═════ DATA TO PROCESS

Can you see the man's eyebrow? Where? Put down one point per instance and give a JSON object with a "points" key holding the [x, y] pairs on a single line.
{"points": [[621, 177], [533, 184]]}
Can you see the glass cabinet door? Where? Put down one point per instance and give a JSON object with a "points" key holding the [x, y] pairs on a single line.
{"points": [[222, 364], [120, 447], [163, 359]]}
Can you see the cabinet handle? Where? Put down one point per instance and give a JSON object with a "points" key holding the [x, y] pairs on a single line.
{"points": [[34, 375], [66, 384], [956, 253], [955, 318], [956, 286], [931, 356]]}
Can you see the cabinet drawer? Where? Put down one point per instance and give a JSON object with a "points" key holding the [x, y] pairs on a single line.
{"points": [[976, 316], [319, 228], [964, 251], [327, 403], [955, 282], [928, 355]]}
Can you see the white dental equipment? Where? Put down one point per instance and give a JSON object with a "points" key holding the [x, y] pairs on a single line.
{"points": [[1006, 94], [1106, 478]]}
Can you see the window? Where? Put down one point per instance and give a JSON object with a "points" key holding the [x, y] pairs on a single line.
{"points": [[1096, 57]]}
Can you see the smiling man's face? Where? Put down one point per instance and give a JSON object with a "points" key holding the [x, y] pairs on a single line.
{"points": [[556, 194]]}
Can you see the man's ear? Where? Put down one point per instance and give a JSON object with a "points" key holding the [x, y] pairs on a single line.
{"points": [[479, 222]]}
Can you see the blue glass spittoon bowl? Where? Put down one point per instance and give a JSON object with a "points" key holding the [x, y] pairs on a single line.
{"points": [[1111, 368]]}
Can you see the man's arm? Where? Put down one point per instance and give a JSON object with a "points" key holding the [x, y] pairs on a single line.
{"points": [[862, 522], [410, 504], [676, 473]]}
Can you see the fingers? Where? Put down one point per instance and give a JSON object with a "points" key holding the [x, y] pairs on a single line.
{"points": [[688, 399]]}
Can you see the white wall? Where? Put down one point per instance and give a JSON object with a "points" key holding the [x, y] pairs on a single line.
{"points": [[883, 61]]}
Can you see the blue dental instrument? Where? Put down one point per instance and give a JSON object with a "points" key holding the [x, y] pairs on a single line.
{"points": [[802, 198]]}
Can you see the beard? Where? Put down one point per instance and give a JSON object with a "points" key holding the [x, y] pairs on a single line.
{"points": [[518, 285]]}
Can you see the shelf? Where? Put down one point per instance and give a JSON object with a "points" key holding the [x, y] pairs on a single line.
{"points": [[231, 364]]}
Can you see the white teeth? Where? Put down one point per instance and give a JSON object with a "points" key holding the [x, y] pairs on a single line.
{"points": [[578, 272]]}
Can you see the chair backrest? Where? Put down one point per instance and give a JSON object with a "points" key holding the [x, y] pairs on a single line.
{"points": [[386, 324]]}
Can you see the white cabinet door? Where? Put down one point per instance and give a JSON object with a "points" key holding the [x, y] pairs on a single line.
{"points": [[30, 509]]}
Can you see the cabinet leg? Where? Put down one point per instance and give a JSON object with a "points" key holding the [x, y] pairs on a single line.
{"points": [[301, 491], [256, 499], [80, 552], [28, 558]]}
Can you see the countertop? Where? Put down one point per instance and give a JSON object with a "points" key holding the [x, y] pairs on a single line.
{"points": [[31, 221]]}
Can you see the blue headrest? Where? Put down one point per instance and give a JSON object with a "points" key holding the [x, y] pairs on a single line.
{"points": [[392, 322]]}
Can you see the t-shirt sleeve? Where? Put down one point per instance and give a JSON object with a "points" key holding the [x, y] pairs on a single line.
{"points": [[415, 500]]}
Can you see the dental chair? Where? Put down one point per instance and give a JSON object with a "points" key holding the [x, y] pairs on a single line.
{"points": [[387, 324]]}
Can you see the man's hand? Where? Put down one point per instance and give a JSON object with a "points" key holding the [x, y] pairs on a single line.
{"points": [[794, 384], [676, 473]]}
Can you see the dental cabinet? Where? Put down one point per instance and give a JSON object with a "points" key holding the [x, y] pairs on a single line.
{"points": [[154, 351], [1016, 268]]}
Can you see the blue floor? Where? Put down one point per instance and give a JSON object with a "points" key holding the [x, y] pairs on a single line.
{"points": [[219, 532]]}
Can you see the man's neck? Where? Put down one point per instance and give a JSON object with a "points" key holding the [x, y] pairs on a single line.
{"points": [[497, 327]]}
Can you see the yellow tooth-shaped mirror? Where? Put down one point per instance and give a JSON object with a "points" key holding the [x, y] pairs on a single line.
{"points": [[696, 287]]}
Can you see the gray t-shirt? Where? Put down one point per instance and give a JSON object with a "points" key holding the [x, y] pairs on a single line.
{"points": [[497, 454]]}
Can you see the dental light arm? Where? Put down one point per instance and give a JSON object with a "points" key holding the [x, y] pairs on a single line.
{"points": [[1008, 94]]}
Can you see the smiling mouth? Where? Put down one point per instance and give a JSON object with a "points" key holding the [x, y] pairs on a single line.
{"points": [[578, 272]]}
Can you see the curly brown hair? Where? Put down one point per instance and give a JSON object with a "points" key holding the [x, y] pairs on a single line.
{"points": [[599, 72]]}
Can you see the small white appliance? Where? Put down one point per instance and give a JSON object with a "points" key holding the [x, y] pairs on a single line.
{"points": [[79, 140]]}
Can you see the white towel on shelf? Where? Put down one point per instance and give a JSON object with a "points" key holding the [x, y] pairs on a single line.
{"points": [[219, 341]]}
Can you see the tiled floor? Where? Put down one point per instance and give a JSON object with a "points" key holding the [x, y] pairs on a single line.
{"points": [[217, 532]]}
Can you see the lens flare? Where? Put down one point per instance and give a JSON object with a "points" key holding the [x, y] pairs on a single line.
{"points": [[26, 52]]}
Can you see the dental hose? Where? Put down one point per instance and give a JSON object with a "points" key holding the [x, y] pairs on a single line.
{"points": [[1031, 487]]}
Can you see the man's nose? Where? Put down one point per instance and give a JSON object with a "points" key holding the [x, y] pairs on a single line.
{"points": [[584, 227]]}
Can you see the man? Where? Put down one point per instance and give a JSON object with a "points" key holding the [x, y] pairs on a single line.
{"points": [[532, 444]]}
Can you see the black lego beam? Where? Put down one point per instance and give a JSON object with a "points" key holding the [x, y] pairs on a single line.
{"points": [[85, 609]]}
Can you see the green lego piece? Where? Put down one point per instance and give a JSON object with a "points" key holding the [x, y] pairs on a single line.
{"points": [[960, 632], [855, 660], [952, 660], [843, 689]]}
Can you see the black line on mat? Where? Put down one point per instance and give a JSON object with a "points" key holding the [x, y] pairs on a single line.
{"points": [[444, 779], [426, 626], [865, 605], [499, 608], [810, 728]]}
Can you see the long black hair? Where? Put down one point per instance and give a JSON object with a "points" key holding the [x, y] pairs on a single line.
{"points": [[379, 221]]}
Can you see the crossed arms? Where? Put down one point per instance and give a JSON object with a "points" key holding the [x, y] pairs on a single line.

══════════

*EXERCISE AIM*: This calls for repeating all of the records, character for character.

*ANSWER SECTION*:
Can you see the man's eyebrow? Where? Put down one point per instance and give a JSON object with a "points" key holding the [x, y] pairs on a single line.
{"points": [[621, 177], [533, 184]]}
Can you see the glass cabinet door? Where? Put down one point per instance and give a JSON object with a "points" key holding the [x, y] pairs on a single line.
{"points": [[222, 364], [120, 447], [163, 359]]}
Can you see the cabinet handle? Where? Put down one point per instance and give a JSON object with a "points" key holding the [x, y] pairs on a single line.
{"points": [[34, 375], [66, 384], [956, 253], [955, 318], [956, 286], [931, 356]]}
Can you see the cabinet drawer? Where? Put down one point per instance and give a JSON object with a "points" key holding the [x, y] pairs on a single line.
{"points": [[976, 316], [319, 228], [964, 251], [327, 403], [955, 282], [928, 355]]}
Can you see the white dental equipment? Where? Put down one point per instance and give a JSON object with a "points" key holding the [x, y] pairs on a single line.
{"points": [[1006, 94], [1106, 478]]}
Can you see the window? Where? Put down one point per instance and give a JSON object with a "points" key holding the [x, y] pairs on a single line.
{"points": [[1096, 57]]}
Can you see the smiling man's face? Where? Put down one point per instance and give a JSON object with a "points" key holding the [x, y] pairs on a single line.
{"points": [[556, 194]]}
Can you see the man's ear? Where? Put down one point per instance and give a JSON object with a "points" key holding the [x, y] pairs on a single line.
{"points": [[479, 222]]}
Can you see the blue glass spittoon bowl? Where? Put down one point per instance and give a JSON object with a "points" key holding the [x, y] pairs on a single line.
{"points": [[1111, 368]]}
Can you see the man's arm? Where? Put down one point per instance and give a JSON object with a "points" key holding the [x, y] pairs on a single line.
{"points": [[862, 522], [410, 504], [676, 473]]}
Can you see the fingers? Where? Put down one point per instance and give a JSON object with a "points" key holding the [x, y] pairs on a single line.
{"points": [[688, 399]]}
Can you see the white wall? Where? Put down one point per instance and give a JSON object with a "points" key holding the [x, y] pairs on a single line.
{"points": [[883, 61]]}
Can you see the blue dental instrument? Where? Put down one point per instance and give a JSON object with a "points" key holding the [x, y] pairs on a single line.
{"points": [[802, 198]]}
Can you see the beard? Where? Put down one point per instance and give a JSON object with a "points" key holding the [x, y] pairs on a single line.
{"points": [[518, 285]]}
Can you see the shelf? Where? Put down one point per instance and give a JSON object with a "points" key holding the [x, y] pairs on a single line.
{"points": [[231, 364]]}
Can you see the white teeth? Where? Put down one point per instance and give a JSON object with a "points" key holding the [x, y] pairs on a single line.
{"points": [[578, 272]]}
Can you see the chair backrest? Where? Put down one point per instance and give a JSON object with a "points" key holding the [x, y] pairs on a single line.
{"points": [[386, 324]]}
Can you see the white cabinet door? Where? Put down one point per instance and give a JSON object with a "points" key holding the [x, y] pairs on a single line.
{"points": [[30, 509]]}
Can you see the cabinet leg? Where? Put down one point per instance and give a JSON object with a "points" key holding the [x, y] pairs on a single line.
{"points": [[301, 491], [256, 499], [80, 552], [28, 558]]}
Can you see the countertop? Where? Put down one point per instance and give a JSON object with a "points" key holding the [x, y] pairs on a single line.
{"points": [[31, 221]]}
Can you see the blue headrest? Where? Put down one point per instance and give a JSON object with a "points" key holding the [x, y] pairs on a single line.
{"points": [[392, 322]]}
Can you see the t-shirt sleeve? Where? Put down one point per instance and give a JSON object with a "points" key holding the [x, y] pairs on a single line.
{"points": [[415, 500]]}
Can you see the dental chair? Where? Put down one point per instance and give a JSON object with a "points" key holding the [x, y] pairs on a single line.
{"points": [[387, 324]]}
Can you see the man's hand? Where? Put down one point per instance and give a JSON object with a "points" key holding the [x, y] pairs on a single line.
{"points": [[794, 384], [676, 473]]}
Can you see the dental cabinet? Where? Put down one point per instance and give a JSON object with a "points" key holding the [x, y] pairs on a single line.
{"points": [[154, 351], [1016, 268]]}
Can you see the blue floor? Where? Put down one point per instance and give a JSON object with a "points" key holding the [x, y] pairs on a single line.
{"points": [[219, 532]]}
Can you see the man's neck? Where? Put down one point per instance and give a JSON object with a "points" key holding the [x, y] pairs on a single line.
{"points": [[497, 327]]}
Can you see the yellow tooth-shaped mirror? Where? Put down one point per instance and give a JSON object with a "points" key holding the [x, y] pairs on a single line.
{"points": [[696, 287]]}
Can you see the gray t-shirt? Where? Put down one point per instance and give a JSON object with a "points" key holding the [x, y] pairs on a single line.
{"points": [[497, 454]]}
Can you see the dental light arm? Where? Put down one point per instance and give a JSON object with a "points" key holding the [x, y] pairs on a single line.
{"points": [[1008, 94]]}
Can you see the smiling mouth? Where? Put down one point per instance and give a JSON object with a "points" key holding the [x, y] pairs on a single line.
{"points": [[578, 272]]}
Can you see the curly brown hair? Where? Put down one point per instance and give a JSON object with a "points" key holding the [x, y] pairs on a single line.
{"points": [[599, 72]]}
Can you see the small white appliance? Where? Put down one point per instance and give a JSON object with a "points" key holding the [x, y] pairs on a single line.
{"points": [[79, 140]]}
Can you see the white towel on shelf? Where? Put down one point per instance and give a JSON object with a "points" key holding the [x, y] pairs on a single line.
{"points": [[219, 341]]}
Can you see the tiled floor? Where? Put down one point per instance and give a JSON object with a "points" key holding the [x, y] pairs on a single line.
{"points": [[217, 532]]}
Can you see the lens flare? Where? Put down one point per instance and give a JSON object with a "points" key holding the [x, y] pairs on a single line.
{"points": [[26, 52]]}
Can you see the dental hose? Where? Put down one point per instance and give a JSON object with a "points" key holding the [x, y] pairs on a single line.
{"points": [[1031, 487]]}
Can you see the man's nose? Where? Put down one point per instance and give a JSON object with a "points" key holding the [x, y] pairs on a single line.
{"points": [[584, 227]]}
Can you see the man? Where? Put down one point per instance and give a JSON object with a "points" key holding the [x, y] pairs on a single line.
{"points": [[532, 444]]}
Can you see the black lego beam? Where? Put down one point per instance and give a JSON object with a "points" key holding the [x, y] pairs on a single line.
{"points": [[85, 609]]}
Can you see the green lego piece? Where? Put down one point per instance and give a JSON object with a "points" key holding the [x, y] pairs on a single line.
{"points": [[960, 632], [855, 660], [952, 660], [843, 689]]}
Can you see the black line on mat? Where? Put down one point per instance and give a JSON object with a "points" key holding the [x, y] pairs on a single line.
{"points": [[444, 779], [426, 626], [865, 605], [499, 608], [810, 728]]}
Can you see the long black hair? Where? Put down one point per instance and give a JSON object with a "points" key holding the [x, y] pairs on a single line.
{"points": [[379, 221]]}
Can you see the crossed arms? Where? Put down one point per instance and give a JSON object with a "points" key holding the [x, y] pairs on a single line.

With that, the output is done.